*TO DO*
Each entry that follows is to be copied exactly, minus any pictures.

*INFORMATION PROVIDED*

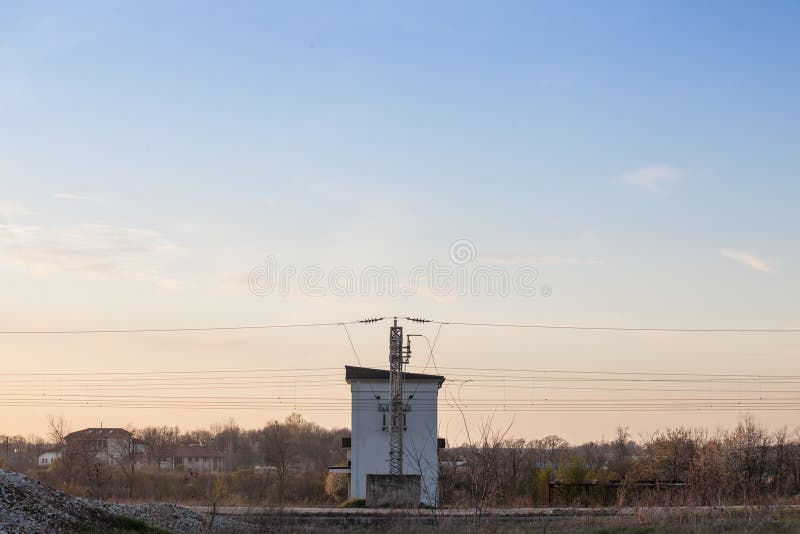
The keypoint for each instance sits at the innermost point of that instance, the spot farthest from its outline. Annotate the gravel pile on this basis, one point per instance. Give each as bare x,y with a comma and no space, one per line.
28,506
175,518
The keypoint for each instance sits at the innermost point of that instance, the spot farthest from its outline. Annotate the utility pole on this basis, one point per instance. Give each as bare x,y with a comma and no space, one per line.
398,355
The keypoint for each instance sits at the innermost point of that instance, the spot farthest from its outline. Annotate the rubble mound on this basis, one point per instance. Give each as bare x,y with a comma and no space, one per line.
29,506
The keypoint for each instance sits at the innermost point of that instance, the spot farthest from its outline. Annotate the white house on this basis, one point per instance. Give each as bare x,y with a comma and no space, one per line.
107,445
369,452
48,457
192,458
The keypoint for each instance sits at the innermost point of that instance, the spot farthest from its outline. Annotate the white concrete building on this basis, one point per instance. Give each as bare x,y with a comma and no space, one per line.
107,445
192,458
370,429
48,457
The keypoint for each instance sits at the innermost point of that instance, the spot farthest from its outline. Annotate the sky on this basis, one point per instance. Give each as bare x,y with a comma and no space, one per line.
636,161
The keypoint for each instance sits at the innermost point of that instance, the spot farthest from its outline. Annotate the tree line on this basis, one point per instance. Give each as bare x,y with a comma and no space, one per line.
285,462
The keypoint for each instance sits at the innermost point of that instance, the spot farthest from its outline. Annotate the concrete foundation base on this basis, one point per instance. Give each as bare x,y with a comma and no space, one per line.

*SOLUTION*
The keypoint for each instance sits at the innermost point of that instance, the spot farthest from its outline. Annotate the gravel pile on this basis, one point per instance. Give each as bare x,y with a comma and no space, one per line.
28,506
175,518
The keypoint for each instance sits at the innermost point of that instance, the spot farthest from its outline. Annotate the utility pole on this basis, one point per instance. Give each as bare x,y with a comma and no space, one per line.
398,355
The keypoint for each instance sits at the innermost point of that instance, the spot farthest from its outline. Annotate the rubble mound on this basis, one point per instance. Give each as bare x,y with a comma and no space, one per line.
29,506
The keypoint for each instance sits at the innermost point of that instance, the spot farthest from its outline. Annotate the white house on this basis, one point per instance. Give each as bare x,y with a comma and no space, one per line.
107,445
369,452
48,457
192,458
The keypoint for each instance sits at the innermost point of that instance, the spot farthest from its outline. Annotate the white concrete building on this basis, one point per instance. Give each as bare x,y with a comma and no space, one per line.
107,445
192,458
370,429
48,457
The keypoint for each instance sits at the innermost point of that instance, the spot farthest from its outline. Annotate the sky on this basis, one point per instance. Give each as bare x,y with a comma and no space, one per line.
636,161
The keypoint for each instance sits at the innermost point of that instance, the spot farthest from its outline. Annotate the tree line on this basis, one point per instance. Give each as bare x,y with a comma and no space, one per line.
285,462
The keypoint for each instance sits at the innermost point of that instance, the spot farthest from its outline. Annotate the concrete foundation base on this basis, one point per instance. Give each as bare x,y with a comma and no space, one per line.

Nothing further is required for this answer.